The Court of Justice of the European Union ruled that Levola could not claim exclusive rights to its spreadable cheese. The Dutch company was seeking copyright protection of its cheese spread after a competitor began selling a similar product. The court ruled that "the taste of a food product cannot be identified with precision and objectivity" and thust could not be eligible for copyright protection.
A court ruled that the LEPIN brand had copied the building blocks and miniature figures of Lego in China. The 4 defendants in the case were ordered to pay about 4.5 million yuan ($650,000) in damages. Lego has a reputation for aggressively defending its IP and has previously won 2 major IP cases in China - a trademark case and another copyright case.
§ §
WORK INSTRUCTIONS:
1 > Repeat word for word the part of the text on intellectual property court rulings that opens with the words containing "The Court of" and closes with "for copyright protection.".
2 > Answer these questions using the text on intellectual property court rulings, marking each answer with the same letter.
(a) Which court ruled against Levola's claim?
(b) About how much in damages were the defendants in the LEPIN case ordered to pay?
(c) What two kinds of major IP cases had Lego previously won in China?
3 > Write the next part of the text on intellectual property court rulings, picking up after its last sentence.
The material that comes next has no connection to the text on intellectual property court rulings.
§ §
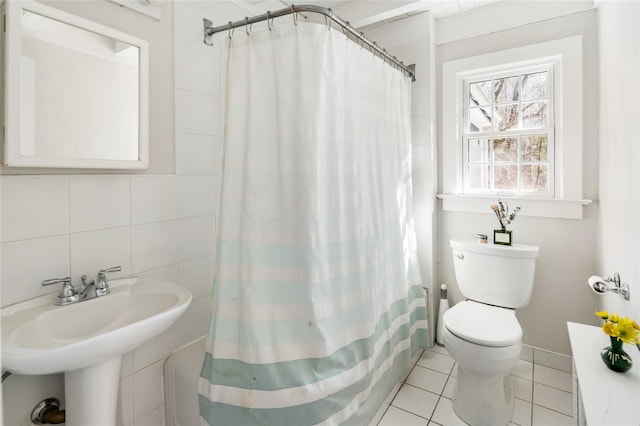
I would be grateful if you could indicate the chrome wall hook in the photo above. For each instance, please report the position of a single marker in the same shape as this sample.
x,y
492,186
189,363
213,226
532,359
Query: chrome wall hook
x,y
613,284
207,33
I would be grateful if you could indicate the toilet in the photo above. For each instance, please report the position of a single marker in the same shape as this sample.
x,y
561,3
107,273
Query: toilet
x,y
482,333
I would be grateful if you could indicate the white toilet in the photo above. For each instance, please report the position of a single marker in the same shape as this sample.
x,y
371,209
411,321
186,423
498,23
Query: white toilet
x,y
482,333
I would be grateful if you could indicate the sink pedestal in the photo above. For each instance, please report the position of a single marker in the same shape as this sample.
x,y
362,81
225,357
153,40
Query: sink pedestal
x,y
91,394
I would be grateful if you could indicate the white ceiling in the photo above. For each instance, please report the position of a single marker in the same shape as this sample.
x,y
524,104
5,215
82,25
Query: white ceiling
x,y
369,13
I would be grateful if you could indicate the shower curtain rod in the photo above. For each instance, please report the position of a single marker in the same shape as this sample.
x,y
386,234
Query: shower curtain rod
x,y
209,30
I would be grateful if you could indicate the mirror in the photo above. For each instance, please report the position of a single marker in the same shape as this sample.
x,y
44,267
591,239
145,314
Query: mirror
x,y
75,92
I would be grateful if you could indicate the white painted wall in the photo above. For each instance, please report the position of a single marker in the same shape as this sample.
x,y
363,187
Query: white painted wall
x,y
619,155
412,41
156,225
568,247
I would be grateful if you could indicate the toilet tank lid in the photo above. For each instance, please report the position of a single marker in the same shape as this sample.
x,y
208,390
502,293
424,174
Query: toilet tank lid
x,y
514,250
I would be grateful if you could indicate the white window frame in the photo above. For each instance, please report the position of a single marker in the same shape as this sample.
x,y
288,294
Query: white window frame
x,y
532,67
565,55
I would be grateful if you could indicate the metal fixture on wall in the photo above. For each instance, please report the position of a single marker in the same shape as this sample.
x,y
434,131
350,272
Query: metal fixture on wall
x,y
613,284
346,28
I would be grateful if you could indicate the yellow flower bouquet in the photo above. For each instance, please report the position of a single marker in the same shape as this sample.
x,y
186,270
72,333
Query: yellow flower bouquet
x,y
620,330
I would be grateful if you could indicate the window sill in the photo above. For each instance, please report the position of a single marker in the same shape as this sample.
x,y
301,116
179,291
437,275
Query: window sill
x,y
538,207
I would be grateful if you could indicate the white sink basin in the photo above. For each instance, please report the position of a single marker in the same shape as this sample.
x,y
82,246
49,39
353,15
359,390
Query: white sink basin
x,y
39,337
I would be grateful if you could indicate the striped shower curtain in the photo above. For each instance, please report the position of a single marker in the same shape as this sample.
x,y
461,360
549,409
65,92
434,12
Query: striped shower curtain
x,y
317,306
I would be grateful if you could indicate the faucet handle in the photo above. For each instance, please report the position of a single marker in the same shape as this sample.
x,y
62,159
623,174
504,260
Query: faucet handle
x,y
68,293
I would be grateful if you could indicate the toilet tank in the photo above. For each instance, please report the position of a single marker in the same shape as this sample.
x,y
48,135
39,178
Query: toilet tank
x,y
495,274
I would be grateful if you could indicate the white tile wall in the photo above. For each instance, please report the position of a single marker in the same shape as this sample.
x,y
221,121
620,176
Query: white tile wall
x,y
159,226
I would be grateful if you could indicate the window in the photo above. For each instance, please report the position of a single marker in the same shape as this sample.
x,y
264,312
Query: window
x,y
512,128
507,137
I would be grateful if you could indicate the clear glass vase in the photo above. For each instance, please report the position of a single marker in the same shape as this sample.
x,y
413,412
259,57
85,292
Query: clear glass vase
x,y
615,358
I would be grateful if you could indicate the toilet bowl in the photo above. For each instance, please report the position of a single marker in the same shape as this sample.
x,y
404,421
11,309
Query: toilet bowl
x,y
482,333
483,394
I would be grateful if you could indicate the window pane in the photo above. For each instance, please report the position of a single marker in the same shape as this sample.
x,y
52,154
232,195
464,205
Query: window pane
x,y
535,147
505,177
505,90
534,115
480,93
479,119
535,86
506,117
535,177
505,149
478,150
479,177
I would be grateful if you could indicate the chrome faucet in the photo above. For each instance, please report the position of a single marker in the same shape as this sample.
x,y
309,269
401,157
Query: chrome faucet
x,y
69,294
102,286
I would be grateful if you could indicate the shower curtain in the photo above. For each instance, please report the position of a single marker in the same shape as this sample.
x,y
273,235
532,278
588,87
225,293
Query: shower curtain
x,y
318,306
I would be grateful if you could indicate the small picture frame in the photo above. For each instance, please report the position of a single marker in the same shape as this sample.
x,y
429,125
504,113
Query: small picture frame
x,y
502,236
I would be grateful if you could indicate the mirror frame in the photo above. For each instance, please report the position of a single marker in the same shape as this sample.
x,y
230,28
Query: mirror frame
x,y
13,46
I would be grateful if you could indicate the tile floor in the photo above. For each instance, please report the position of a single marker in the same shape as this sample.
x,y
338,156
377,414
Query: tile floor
x,y
543,394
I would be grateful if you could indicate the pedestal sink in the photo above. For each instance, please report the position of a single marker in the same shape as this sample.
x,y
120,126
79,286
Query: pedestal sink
x,y
86,340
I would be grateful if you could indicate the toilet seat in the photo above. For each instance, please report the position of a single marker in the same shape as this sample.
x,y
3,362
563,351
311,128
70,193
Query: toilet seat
x,y
482,324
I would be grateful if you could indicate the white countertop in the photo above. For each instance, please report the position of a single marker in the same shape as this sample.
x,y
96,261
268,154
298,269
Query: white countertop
x,y
609,398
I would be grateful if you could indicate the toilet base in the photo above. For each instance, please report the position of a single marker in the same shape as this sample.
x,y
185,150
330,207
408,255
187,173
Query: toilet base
x,y
483,400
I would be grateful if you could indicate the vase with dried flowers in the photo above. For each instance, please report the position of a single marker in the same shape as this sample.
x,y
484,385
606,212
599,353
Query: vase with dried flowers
x,y
620,330
502,235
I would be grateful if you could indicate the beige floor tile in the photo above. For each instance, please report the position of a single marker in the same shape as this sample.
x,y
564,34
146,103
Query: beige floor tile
x,y
427,379
415,400
436,361
552,398
396,417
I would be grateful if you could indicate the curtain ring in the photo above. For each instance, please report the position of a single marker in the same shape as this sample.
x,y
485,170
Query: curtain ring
x,y
230,29
269,20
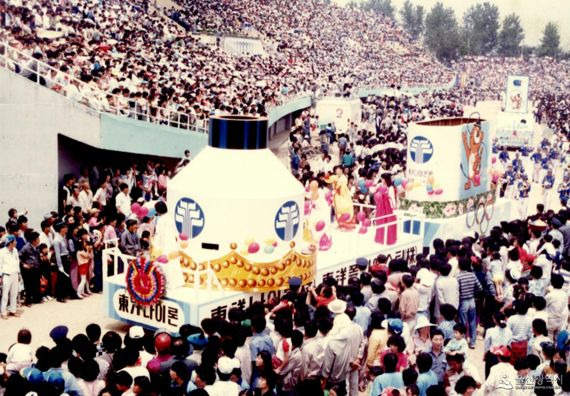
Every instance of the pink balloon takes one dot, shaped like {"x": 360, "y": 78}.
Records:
{"x": 135, "y": 208}
{"x": 345, "y": 217}
{"x": 253, "y": 247}
{"x": 143, "y": 211}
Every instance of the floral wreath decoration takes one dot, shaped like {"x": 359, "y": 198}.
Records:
{"x": 145, "y": 281}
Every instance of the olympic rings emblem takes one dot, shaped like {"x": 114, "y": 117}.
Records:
{"x": 480, "y": 214}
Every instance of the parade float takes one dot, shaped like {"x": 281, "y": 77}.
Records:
{"x": 237, "y": 226}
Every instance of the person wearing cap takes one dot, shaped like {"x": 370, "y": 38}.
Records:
{"x": 502, "y": 379}
{"x": 10, "y": 271}
{"x": 224, "y": 386}
{"x": 338, "y": 358}
{"x": 496, "y": 336}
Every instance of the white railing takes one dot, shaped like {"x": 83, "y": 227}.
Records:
{"x": 91, "y": 96}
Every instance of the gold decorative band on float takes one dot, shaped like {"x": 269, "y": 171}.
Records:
{"x": 238, "y": 273}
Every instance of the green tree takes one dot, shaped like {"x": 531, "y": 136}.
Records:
{"x": 480, "y": 29}
{"x": 550, "y": 42}
{"x": 511, "y": 36}
{"x": 441, "y": 32}
{"x": 412, "y": 18}
{"x": 383, "y": 7}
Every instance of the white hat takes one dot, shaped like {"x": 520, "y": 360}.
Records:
{"x": 227, "y": 365}
{"x": 422, "y": 322}
{"x": 337, "y": 306}
{"x": 136, "y": 332}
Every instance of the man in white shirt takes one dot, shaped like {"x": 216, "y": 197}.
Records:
{"x": 224, "y": 386}
{"x": 123, "y": 200}
{"x": 10, "y": 270}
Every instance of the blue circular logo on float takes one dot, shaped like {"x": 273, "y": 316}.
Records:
{"x": 287, "y": 221}
{"x": 189, "y": 217}
{"x": 421, "y": 150}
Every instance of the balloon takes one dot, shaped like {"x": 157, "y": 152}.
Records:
{"x": 135, "y": 208}
{"x": 253, "y": 247}
{"x": 268, "y": 249}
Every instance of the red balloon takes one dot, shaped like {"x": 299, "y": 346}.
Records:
{"x": 253, "y": 247}
{"x": 345, "y": 217}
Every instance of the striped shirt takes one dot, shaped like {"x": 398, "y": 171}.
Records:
{"x": 468, "y": 285}
{"x": 520, "y": 326}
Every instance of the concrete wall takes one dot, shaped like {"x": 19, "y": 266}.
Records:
{"x": 31, "y": 119}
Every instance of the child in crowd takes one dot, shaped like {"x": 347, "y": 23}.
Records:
{"x": 458, "y": 344}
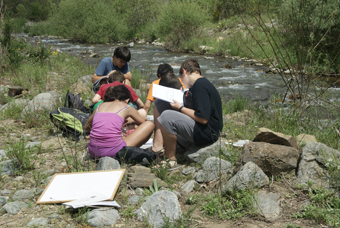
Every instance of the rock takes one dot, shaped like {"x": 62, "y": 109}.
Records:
{"x": 271, "y": 158}
{"x": 32, "y": 144}
{"x": 200, "y": 154}
{"x": 140, "y": 176}
{"x": 130, "y": 45}
{"x": 14, "y": 207}
{"x": 188, "y": 170}
{"x": 107, "y": 163}
{"x": 134, "y": 199}
{"x": 87, "y": 79}
{"x": 315, "y": 158}
{"x": 303, "y": 139}
{"x": 188, "y": 186}
{"x": 160, "y": 205}
{"x": 102, "y": 217}
{"x": 211, "y": 169}
{"x": 7, "y": 167}
{"x": 25, "y": 194}
{"x": 16, "y": 102}
{"x": 3, "y": 200}
{"x": 43, "y": 101}
{"x": 15, "y": 91}
{"x": 250, "y": 176}
{"x": 268, "y": 204}
{"x": 80, "y": 87}
{"x": 269, "y": 136}
{"x": 38, "y": 222}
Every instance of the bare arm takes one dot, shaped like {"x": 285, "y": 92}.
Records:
{"x": 189, "y": 112}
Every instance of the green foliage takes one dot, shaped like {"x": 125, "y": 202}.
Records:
{"x": 22, "y": 155}
{"x": 179, "y": 21}
{"x": 324, "y": 207}
{"x": 89, "y": 21}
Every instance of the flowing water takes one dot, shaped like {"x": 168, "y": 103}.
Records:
{"x": 243, "y": 79}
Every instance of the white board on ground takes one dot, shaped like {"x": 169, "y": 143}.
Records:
{"x": 65, "y": 187}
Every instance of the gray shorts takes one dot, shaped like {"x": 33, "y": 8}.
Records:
{"x": 178, "y": 124}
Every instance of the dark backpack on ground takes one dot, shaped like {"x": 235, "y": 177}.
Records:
{"x": 135, "y": 155}
{"x": 70, "y": 120}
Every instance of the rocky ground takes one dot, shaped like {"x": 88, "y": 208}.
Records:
{"x": 275, "y": 169}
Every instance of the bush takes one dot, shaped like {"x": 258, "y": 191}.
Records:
{"x": 89, "y": 21}
{"x": 179, "y": 21}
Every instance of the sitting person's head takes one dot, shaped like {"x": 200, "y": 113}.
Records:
{"x": 170, "y": 80}
{"x": 122, "y": 53}
{"x": 163, "y": 69}
{"x": 120, "y": 93}
{"x": 116, "y": 76}
{"x": 191, "y": 66}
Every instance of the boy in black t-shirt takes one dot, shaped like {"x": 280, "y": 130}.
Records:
{"x": 201, "y": 125}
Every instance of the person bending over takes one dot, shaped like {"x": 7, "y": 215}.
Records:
{"x": 118, "y": 62}
{"x": 107, "y": 121}
{"x": 202, "y": 124}
{"x": 162, "y": 70}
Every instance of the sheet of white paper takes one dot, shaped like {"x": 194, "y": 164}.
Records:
{"x": 167, "y": 94}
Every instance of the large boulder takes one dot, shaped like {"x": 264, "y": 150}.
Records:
{"x": 315, "y": 158}
{"x": 271, "y": 158}
{"x": 160, "y": 205}
{"x": 250, "y": 176}
{"x": 269, "y": 136}
{"x": 41, "y": 102}
{"x": 200, "y": 154}
{"x": 212, "y": 168}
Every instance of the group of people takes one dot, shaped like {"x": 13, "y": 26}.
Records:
§ §
WRITTEN ANSWERS:
1 >
The Court of Justice of the European Union ruled that Levola could not claim exclusive rights to its spreadable cheese. The Dutch company was seeking copyright protection of its cheese spread after a competitor began selling a similar product. The court ruled that "the taste of a food product cannot be identified with precision and objectivity" and thust could not be eligible for copyright protection.

2 >
(a) The Court of Justice of the European Union
(b) About 4.5 million yuan ($650,000)
(c) A trademark case and a copyright case

3 >
In 2014, a California court awarded the Alfred E. Mann Foundation $131.2 million in damages from Cochlear for the infringement of 2 patents. Recently, a federal judge in California has doubled that award and ordered Cochlear to pay $268 million. Cochlear plans to appeal the judgement and expects the case to continue for an additional 2 years
The average cost of bringing a pharma asset to market was estimated by Deloitte in 2010 to be $1.18 billion. In 2017, Deloitte updated that estimate to nearly $2 billion. Patent protection is essential in allowing life sciences companies to recoup this massive investment that largely goes to cover R&D and the regulatory approval process.
The law surrounding patent eligibility became a chaotic mess around 2012-2014 with the Mayo v. Prometheus, AMP v. Myriad, and Alice v. CLS Bank decisions. Because of these decisions and the resulting blur of eligibility, the most exciting scientific discoveries, technological advances and innovations of the twenty-first century are no longer patent eligible in America.